Point annotation dataset rows |
>> Start

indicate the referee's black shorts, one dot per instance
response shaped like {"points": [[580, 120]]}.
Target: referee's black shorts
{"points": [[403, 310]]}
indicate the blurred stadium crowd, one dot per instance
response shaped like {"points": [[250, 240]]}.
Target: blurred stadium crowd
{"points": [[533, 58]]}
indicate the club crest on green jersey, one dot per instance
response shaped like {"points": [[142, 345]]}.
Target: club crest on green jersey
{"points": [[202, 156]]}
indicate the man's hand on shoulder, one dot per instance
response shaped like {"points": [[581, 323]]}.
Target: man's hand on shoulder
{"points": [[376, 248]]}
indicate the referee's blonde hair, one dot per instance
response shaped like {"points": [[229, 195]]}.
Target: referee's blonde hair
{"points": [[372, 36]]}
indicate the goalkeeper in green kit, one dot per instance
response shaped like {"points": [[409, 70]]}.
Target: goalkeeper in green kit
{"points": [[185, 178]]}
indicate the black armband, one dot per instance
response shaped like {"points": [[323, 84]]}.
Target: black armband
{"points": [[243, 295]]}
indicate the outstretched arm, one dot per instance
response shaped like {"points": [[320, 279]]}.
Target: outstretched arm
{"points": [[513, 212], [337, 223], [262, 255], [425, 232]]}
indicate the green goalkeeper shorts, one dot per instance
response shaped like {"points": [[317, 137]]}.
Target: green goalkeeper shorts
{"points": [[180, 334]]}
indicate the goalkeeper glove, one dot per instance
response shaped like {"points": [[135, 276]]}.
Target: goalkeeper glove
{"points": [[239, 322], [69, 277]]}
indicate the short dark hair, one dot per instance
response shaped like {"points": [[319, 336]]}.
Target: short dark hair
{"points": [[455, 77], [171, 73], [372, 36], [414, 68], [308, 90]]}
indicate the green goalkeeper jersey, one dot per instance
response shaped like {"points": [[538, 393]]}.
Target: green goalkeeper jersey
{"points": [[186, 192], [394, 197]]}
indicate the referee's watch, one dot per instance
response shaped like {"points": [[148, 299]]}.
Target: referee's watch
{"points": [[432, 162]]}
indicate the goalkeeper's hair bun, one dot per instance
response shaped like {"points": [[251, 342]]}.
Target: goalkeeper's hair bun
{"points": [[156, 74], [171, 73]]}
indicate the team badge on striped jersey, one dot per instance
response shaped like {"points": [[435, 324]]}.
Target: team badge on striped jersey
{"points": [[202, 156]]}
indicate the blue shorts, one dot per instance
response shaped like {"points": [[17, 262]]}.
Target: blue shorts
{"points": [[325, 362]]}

>> End

What this task involves |
Copy the stretch of rows from the line containing "indicate the green goalkeeper jersey, one" through the last line of the rows, leaving every line unchanged.

Solved problem |
indicate the green goalkeeper jersey, one dot per instance
response shaped like {"points": [[538, 393]]}.
Target: green goalkeeper jersey
{"points": [[186, 192], [394, 197]]}
indicate the referee's watch, one dot per instance
response shaped like {"points": [[148, 299]]}.
Target: referee's watch
{"points": [[432, 162]]}
indicate the goalkeeper's hair bun, one dot per instance
response shaped like {"points": [[251, 342]]}.
Target: goalkeeper's hair bun
{"points": [[156, 74], [171, 73]]}
indicate the team badge on striped jersey, one dot per instance
response shaped like {"points": [[435, 324]]}.
Target: team badge on striped jersey
{"points": [[202, 156]]}
indicate the blue shorts, one dot per instance
response shaped like {"points": [[17, 262]]}.
Target: blue shorts
{"points": [[325, 362]]}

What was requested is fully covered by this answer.